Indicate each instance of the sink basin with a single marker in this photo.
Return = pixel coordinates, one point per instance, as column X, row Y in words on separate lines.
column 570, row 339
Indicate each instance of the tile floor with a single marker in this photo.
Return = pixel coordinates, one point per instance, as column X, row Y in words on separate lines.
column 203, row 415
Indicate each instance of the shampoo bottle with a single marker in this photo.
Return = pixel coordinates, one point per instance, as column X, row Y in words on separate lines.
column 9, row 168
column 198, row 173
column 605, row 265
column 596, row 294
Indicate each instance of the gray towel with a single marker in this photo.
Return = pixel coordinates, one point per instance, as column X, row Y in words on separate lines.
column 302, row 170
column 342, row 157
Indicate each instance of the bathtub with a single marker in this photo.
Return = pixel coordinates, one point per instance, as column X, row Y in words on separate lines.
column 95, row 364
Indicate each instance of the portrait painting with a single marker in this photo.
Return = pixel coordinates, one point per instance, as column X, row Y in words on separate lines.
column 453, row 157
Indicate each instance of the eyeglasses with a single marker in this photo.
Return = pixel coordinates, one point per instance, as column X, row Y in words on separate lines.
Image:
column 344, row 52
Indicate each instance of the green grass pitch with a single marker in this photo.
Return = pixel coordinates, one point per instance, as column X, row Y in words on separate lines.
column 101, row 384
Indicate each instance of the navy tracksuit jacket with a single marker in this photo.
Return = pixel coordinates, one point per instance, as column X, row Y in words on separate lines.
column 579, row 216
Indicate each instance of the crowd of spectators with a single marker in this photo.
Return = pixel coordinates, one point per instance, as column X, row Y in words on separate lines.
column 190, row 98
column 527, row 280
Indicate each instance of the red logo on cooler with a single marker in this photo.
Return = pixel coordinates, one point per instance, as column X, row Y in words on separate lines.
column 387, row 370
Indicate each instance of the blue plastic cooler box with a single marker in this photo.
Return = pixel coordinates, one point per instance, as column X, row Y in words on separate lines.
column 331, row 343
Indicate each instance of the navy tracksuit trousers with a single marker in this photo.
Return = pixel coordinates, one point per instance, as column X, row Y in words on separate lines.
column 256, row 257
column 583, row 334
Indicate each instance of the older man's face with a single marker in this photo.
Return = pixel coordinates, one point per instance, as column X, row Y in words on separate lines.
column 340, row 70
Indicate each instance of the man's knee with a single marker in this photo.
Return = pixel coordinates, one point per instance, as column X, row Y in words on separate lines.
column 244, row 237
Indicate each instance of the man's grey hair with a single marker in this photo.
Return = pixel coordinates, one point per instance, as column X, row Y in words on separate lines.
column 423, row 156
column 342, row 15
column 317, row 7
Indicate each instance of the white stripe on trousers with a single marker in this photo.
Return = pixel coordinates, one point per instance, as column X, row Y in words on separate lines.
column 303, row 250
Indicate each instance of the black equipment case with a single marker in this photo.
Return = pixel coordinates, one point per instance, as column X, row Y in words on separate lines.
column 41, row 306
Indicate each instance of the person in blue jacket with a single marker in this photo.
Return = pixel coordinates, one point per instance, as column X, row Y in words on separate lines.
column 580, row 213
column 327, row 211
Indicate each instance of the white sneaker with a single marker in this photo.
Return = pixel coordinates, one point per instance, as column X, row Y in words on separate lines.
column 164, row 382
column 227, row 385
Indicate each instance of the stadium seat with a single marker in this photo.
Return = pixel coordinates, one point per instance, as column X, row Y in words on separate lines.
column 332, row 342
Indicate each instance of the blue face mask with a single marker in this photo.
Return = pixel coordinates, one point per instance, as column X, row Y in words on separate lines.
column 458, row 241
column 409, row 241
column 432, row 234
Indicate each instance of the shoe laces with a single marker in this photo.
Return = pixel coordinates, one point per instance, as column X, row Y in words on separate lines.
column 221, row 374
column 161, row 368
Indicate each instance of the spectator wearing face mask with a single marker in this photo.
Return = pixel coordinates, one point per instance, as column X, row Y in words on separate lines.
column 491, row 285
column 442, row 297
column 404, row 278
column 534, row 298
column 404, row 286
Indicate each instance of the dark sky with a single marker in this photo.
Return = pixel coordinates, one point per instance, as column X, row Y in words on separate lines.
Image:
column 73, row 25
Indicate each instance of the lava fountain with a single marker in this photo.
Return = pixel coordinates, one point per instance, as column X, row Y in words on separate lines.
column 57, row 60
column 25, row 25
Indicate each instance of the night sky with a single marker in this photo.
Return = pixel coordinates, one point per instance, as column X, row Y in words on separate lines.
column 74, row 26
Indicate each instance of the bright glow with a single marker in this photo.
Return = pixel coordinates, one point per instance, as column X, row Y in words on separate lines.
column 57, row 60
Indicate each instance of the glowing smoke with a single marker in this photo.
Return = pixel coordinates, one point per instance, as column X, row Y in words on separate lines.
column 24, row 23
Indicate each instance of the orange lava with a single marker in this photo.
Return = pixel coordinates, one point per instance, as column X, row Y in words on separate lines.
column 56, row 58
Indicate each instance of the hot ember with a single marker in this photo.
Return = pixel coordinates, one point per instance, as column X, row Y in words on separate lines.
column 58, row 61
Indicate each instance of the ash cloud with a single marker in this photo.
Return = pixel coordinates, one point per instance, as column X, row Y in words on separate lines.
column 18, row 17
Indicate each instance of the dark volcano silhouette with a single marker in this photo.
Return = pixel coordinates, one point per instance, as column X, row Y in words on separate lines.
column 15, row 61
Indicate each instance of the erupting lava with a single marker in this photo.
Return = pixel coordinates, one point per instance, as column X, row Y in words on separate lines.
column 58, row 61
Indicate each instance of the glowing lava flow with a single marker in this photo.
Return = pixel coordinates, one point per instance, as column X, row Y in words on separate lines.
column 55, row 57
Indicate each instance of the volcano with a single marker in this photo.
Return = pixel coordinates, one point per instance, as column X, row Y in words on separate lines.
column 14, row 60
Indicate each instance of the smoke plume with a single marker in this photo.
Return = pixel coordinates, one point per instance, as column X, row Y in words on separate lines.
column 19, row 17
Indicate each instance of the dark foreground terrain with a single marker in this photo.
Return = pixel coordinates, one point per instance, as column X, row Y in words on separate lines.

## Task brief
Please copy out all of the items above word for word, keeping each line as it is.

## Answer for this exercise
Indicate each instance of the sink basin with a single marker in this photo.
Return = pixel coordinates, one point per instance, as column X, row Y in words on separate lines.
column 570, row 339
Indicate each instance of the tile floor with a single marker in this photo.
Return = pixel coordinates, one point per instance, as column X, row Y in words on separate lines.
column 203, row 415
Indicate each instance of the shampoo bottle with a single marker in this photo.
Return = pixel coordinates, one point per instance, as column X, row Y in words on separate lines.
column 9, row 168
column 198, row 173
column 605, row 265
column 596, row 294
Indicate each instance of the gray towel with a single marker in this photo.
Return = pixel coordinates, one point per instance, as column X, row Y in words on separate lines.
column 302, row 170
column 342, row 157
Indicate each instance of the bathtub with a single marker in this photo.
Return = pixel coordinates, one point per instance, as column X, row Y in words on separate lines.
column 95, row 364
Indicate each instance of the portrait painting with a single marker in this photo.
Return = pixel coordinates, one point per instance, as column X, row Y in words on separate lines.
column 453, row 157
Indicate each instance of the eyeglasses with a single marker in this photo.
Return = pixel coordinates, one point per instance, as column X, row Y in words on separate lines.
Image:
column 344, row 52
Indicate each instance of the green grass pitch with a single marker in this photo.
Return = pixel coordinates, one point per instance, as column X, row Y in words on separate lines.
column 101, row 384
Indicate each instance of the navy tracksuit jacket with a single marker in this photo.
Return = pixel coordinates, one point per instance, as column X, row Y in words on separate lines.
column 579, row 216
Indicate each instance of the crowd of spectators with a single marker in this photo.
Return = pixel coordinates, one point per instance, as column X, row Y in words on separate lines.
column 190, row 98
column 527, row 280
Indicate each instance of the red logo on cooler with a single marker in this photo.
Return = pixel coordinates, one point per instance, as column X, row Y in words on separate lines.
column 387, row 370
Indicate each instance of the blue plastic cooler box with a single marker in this photo.
Return = pixel coordinates, one point per instance, as column X, row Y in words on separate lines.
column 331, row 343
Indicate each instance of the navy tracksuit trousers with a single marker in this photo.
Return = pixel coordinates, one point per instance, as column X, row Y in words on separate lines.
column 256, row 257
column 583, row 334
Indicate each instance of the older man's face with a single marker in this photo.
Return = pixel coordinates, one point per instance, as column X, row Y in words on separate lines.
column 340, row 70
Indicate each instance of the man's knee with a single marker in this photo.
Return = pixel coordinates, one point per instance, as column X, row Y in words on separate lines.
column 244, row 237
Indicate each instance of the man's grey hair with a single marker in this photo.
Return = pixel coordinates, one point per instance, as column X, row Y in words on separate lines.
column 423, row 156
column 342, row 15
column 317, row 7
Indicate each instance of the white stripe on trousers with a single marker in this photo.
Return = pixel coordinates, one point per instance, as column X, row Y in words on separate lines.
column 303, row 250
Indicate each instance of the black equipment case with a single marker in this photo.
Return = pixel coordinates, one point per instance, as column X, row Y in words on separate lines.
column 41, row 306
Indicate each instance of the person in blue jacket with a single marker in this photo.
Return = pixel coordinates, one point per instance, as column X, row Y in words on separate lines.
column 580, row 213
column 327, row 211
Indicate each instance of the white sneaker with a single marker in this photo.
Return = pixel coordinates, one point per instance, as column X, row Y in words on separate lines.
column 164, row 382
column 227, row 385
Indicate each instance of the stadium seat with a single marker in this photo.
Return = pixel coordinates, one point per instance, as column X, row Y in words on separate lines.
column 332, row 342
Indicate each instance of the blue face mask with a single marker in this photo.
Return = pixel coordinates, one point per instance, as column X, row Y in words on separate lines.
column 458, row 241
column 409, row 241
column 432, row 234
Indicate each instance of the shoe laces with a single marker in this photo.
Return = pixel coordinates, one point per instance, as column X, row Y in words on separate lines.
column 221, row 374
column 161, row 368
Indicate each instance of the spectator wearing face mask with a single marker in this photo.
Return = pixel coordinates, one point per instance, as column X, row Y in words on separate lines.
column 491, row 285
column 442, row 297
column 404, row 278
column 534, row 298
column 404, row 286
Indicate each instance of the dark sky with a single marker in this photo.
Return = pixel coordinates, one point per instance, as column X, row Y in words on separate lines.
Image:
column 73, row 25
Indicate each instance of the lava fountain with a single marker in this photo.
Return = pixel coordinates, one point per instance, as column X, row Y in words on separate lines.
column 57, row 60
column 25, row 25
Indicate each instance of the night sky with a single marker in this photo.
Return = pixel coordinates, one point per instance, as column X, row Y in words on separate lines.
column 74, row 26
Indicate each instance of the bright glow with a single marker in this photo.
Return = pixel coordinates, one point per instance, as column X, row Y in words on separate lines.
column 57, row 60
Indicate each instance of the glowing smoke with a single marker in this photo.
Return = pixel coordinates, one point per instance, as column X, row Y in words on separate lines.
column 24, row 23
Indicate each instance of the orange lava with a single marker in this photo.
Return = pixel coordinates, one point per instance, as column X, row Y in words on separate lines.
column 56, row 58
Indicate each instance of the hot ember with a single marker in this photo.
Return = pixel coordinates, one point per instance, as column X, row Y in words on separate lines.
column 58, row 61
Indicate each instance of the ash cloud with a single marker in this photo.
Return = pixel coordinates, one point per instance, as column X, row Y in words on separate lines.
column 18, row 17
Indicate each instance of the dark volcano silhouette with a single marker in this photo.
Return = pixel coordinates, one point per instance, as column X, row Y in words on separate lines.
column 15, row 61
Indicate each instance of the erupting lava with a single marker in this photo.
Return = pixel coordinates, one point per instance, as column X, row Y in words on separate lines.
column 58, row 61
Indicate each instance of the glowing lava flow with a single marker in this photo.
Return = pixel coordinates, one point per instance, as column X, row Y in words on separate lines.
column 55, row 57
Indicate each instance of the volcano with a single marker in this photo.
Return = pixel coordinates, one point per instance, as column X, row Y in words on separate lines.
column 14, row 60
Indicate each instance of the smoke plume with a single marker in this photo.
Return = pixel coordinates, one point per instance, as column X, row Y in words on separate lines.
column 19, row 17
Indicate each instance of the dark foreground terrain with a single marker in this photo.
Return = pixel coordinates, one point per instance, as column X, row Y in words on separate lines.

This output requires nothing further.